While not mentioning the implications for medical provider claims in New Jersey workers’ compensation cases, this case stands for the proposition that where an ambulatory surgery center is seeking payment for fees that greatly exceed the normal reimbursement and justify those claims by referring to Medicare or other jurisdictional rules, the workers’ compensation carrier can argue that New Jersey’s PIP fee schedule should be relied upon by the workers’ compensation judge as a reasonable estimate of costs (where the surgery center accepts PIP payments). Case discussed: New Jersey Manufacturers Ins. Co. v. Specialty Surgical Center of North Brunswick, A-0319-17T1, A -0388-17T1 (N.J. App. Div. Jan. 29, 2019).
On January 17, 2019 the New Jersey Appellate Division ruled that medical providers filing a “Medical Provider Application for Payment or Reimbursement of Medical Payment” seeking additional money from workers’ compensation insurance carriers have six years to file their claims. This is longer than the two year Statute of Limitations which applies to the underlying workers’ compensation claim. This decision will increase the number of Medical Provider Claims filed in New Jersey.

[Extracted records]
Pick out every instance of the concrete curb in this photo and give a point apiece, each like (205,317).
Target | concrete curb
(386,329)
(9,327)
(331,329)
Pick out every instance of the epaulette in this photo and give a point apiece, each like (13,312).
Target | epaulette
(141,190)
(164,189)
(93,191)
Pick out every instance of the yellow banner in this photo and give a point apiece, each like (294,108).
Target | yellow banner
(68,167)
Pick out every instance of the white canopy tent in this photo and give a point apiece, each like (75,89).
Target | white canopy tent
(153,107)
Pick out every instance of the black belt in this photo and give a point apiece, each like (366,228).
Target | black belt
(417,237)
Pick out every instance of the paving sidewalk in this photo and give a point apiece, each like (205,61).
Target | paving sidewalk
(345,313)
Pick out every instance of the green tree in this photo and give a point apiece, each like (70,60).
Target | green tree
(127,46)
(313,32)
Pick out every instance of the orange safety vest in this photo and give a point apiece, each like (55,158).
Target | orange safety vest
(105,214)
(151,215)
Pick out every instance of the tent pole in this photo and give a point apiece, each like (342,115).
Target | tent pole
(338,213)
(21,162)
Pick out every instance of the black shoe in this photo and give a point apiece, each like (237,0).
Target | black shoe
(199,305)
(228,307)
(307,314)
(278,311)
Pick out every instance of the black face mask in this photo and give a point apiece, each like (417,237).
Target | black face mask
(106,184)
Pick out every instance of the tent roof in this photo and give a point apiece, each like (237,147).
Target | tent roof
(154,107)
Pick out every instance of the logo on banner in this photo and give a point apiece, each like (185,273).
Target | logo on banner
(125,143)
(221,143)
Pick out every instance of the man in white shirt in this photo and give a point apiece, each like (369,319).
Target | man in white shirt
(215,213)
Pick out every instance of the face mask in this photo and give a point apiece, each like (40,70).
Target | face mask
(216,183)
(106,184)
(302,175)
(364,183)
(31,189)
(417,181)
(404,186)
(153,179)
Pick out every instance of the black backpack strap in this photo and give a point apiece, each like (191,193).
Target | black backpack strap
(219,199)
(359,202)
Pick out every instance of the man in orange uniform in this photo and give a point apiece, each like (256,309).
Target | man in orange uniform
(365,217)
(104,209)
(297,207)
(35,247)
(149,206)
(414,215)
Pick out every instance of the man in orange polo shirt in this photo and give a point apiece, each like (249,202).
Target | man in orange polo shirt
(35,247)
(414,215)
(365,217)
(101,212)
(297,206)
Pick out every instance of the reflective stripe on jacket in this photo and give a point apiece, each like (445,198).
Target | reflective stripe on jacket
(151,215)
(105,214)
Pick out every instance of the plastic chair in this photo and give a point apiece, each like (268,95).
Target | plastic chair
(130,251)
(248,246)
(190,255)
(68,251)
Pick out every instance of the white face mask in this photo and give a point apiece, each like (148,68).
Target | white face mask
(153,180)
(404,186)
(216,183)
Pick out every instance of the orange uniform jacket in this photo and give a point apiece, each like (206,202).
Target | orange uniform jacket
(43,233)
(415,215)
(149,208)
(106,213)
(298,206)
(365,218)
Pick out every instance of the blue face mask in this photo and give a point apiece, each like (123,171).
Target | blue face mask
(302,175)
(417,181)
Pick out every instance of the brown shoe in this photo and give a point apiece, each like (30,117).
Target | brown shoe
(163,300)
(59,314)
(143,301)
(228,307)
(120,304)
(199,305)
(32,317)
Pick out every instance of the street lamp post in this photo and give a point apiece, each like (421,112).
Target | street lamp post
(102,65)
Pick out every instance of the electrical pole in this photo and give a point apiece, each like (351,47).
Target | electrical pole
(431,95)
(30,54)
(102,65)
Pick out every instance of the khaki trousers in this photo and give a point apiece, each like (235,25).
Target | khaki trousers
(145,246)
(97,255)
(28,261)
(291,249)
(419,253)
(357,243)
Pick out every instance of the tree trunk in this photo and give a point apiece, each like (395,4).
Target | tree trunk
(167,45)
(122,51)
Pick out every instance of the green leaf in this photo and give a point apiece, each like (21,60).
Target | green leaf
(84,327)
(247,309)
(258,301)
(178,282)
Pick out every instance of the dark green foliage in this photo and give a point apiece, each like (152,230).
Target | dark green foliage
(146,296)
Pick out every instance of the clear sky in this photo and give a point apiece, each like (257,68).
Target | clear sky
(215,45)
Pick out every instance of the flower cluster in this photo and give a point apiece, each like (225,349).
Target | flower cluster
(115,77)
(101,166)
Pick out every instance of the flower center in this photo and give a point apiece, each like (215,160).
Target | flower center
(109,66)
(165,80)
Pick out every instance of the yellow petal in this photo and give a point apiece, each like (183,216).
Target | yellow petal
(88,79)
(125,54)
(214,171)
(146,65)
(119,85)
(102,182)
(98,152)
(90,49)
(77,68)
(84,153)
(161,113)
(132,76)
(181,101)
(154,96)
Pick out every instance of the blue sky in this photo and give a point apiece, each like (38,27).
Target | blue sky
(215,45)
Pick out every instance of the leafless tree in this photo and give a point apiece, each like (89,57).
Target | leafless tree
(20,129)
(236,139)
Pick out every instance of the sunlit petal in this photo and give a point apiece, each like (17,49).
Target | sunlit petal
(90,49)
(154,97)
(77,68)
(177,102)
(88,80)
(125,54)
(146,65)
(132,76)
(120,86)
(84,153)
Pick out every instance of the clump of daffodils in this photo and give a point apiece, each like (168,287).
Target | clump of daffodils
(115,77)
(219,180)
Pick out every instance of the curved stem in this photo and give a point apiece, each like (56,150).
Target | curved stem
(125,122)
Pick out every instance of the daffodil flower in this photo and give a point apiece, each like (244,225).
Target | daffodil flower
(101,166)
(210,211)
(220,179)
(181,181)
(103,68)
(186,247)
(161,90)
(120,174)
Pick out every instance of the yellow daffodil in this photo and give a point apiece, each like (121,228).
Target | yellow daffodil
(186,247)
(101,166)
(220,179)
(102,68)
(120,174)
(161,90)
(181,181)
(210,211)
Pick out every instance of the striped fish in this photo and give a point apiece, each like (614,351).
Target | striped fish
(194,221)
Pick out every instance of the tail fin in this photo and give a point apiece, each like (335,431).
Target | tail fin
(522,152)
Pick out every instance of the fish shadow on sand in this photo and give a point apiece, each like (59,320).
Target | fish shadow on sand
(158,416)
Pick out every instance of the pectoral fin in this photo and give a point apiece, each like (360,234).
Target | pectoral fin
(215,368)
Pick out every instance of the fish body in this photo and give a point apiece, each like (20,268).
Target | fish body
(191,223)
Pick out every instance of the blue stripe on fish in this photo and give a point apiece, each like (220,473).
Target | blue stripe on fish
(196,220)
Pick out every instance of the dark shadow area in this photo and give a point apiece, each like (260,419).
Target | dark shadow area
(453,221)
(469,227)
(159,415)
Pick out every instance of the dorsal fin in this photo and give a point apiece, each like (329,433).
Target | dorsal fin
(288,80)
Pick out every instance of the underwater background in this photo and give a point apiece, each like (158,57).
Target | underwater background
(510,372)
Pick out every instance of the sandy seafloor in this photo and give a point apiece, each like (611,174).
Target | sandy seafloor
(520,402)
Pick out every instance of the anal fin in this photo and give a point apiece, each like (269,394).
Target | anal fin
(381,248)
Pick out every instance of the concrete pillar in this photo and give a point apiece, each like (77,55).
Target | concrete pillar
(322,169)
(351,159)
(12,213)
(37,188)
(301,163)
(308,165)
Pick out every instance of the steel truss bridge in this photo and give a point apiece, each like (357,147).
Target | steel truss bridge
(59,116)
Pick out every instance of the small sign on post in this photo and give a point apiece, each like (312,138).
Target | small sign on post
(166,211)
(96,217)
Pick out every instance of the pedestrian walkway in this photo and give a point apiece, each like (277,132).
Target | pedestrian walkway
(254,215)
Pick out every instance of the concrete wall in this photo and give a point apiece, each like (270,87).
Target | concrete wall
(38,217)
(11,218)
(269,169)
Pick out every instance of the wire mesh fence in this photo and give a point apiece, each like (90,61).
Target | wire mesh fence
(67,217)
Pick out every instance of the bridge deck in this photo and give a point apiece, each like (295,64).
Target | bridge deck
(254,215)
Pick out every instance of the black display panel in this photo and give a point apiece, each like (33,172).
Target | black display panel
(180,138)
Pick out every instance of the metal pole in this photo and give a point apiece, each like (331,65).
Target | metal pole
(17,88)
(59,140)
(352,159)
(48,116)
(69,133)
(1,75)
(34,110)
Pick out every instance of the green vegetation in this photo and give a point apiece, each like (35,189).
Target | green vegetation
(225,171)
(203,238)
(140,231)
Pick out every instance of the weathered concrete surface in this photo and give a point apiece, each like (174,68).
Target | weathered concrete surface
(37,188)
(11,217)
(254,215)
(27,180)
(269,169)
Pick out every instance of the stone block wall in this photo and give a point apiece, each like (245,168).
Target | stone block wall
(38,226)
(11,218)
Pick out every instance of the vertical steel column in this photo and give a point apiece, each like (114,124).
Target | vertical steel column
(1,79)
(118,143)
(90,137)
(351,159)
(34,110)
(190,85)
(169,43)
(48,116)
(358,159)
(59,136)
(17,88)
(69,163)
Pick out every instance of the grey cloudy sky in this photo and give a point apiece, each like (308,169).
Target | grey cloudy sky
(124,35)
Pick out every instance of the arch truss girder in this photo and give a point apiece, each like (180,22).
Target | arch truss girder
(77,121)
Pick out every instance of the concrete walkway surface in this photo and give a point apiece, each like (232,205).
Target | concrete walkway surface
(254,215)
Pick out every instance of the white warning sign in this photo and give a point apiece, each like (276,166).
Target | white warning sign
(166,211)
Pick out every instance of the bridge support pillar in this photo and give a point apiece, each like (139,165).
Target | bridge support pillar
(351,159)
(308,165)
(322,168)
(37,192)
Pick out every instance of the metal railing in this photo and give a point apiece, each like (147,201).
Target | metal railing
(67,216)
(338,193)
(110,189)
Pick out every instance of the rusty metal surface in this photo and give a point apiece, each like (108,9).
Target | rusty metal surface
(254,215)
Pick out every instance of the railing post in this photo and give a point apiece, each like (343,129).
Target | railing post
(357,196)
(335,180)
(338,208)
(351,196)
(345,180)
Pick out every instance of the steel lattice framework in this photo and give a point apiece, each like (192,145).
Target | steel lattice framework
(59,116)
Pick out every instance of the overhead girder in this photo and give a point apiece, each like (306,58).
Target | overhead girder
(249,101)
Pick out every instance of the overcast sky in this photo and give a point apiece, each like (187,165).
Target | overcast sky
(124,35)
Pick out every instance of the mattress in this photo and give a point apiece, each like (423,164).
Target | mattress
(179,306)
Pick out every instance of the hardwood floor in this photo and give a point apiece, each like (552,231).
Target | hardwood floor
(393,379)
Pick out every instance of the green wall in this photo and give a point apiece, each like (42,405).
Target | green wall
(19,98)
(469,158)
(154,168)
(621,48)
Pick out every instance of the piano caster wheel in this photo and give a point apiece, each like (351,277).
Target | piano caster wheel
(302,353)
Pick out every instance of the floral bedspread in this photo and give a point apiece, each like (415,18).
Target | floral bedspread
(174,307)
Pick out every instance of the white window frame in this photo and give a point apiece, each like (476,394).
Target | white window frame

Your tasks:
a – For each statement below, decide whether it agrees with the workers' compensation excerpt. Answer yes or no, and quote the words of the excerpt that settle it.
(i) The Appellate Division ruling on medical provider applications was issued on January 17, 2019.
(ii) Medical providers have two years to file their claims for additional money from workers' compensation carriers.
(iii) The PIP fee schedule argument applies where the surgery center accepts PIP payments.
b – Answer these questions using the workers' compensation excerpt.
(i) On what date was the case against Specialty Surgical Center of North Brunswick decided?
(ii) How long is the Statute of Limitations for the underlying workers' compensation claim?
(iii) Which fee schedule can the workers' compensation carrier argue the judge should rely on?
c – Continue the workers' compensation excerpt from the point where it stops.

Task responses:
a –
(i) Yes: "On January 17, 2019 the New Jersey Appellate Division ruled"
(ii) No: "have six years to file their claims"
(iii) Yes: "(where the surgery center accepts PIP payments)"

b –
(i) Jan. 29, 2019
(ii) Two years
(iii) New Jersey's PIP fee schedule

c –
Reasoning of the Appellate Court.
In The Plastic Surgery Center, PA. v. Malouf Chevrolet-Cadillac, Inc, the New Jersey Appellate Division decided that a medical provider has to file a claim in the Division of Workers’ Compensation within six years of the service provided. The case has been reported.
The Court noted that suits on contracts in New Jersey have a six-year statute of limitations under N.J.S.A. 2A:14-1. When the New Jersey Legislature amended the New Jersey statute in 2012 granting exclusive jurisdiction over disputed medical charges to the Division of Workers’ Compensation, the Legislature never addressed which statute of limitations would apply. The Court found that the rationale for a two year statute of limitations does not fit N.J.S.A. 34:15-51, which is the statute of limitations provision in New Jersey. The Court ruled that
“[w]e are most persuaded that the Legislature intended to leave unaltered the time within which medical-provider claims must be commenced because the Act’s two-year-bar simply doesn’t fit.”
The Court found that a two-year rule could mean that the statute would run on the rights of the medical provider to file before the medical service is even provided because the medical provider might not render its service until after two years from the date of accident.
Impact of this Decision.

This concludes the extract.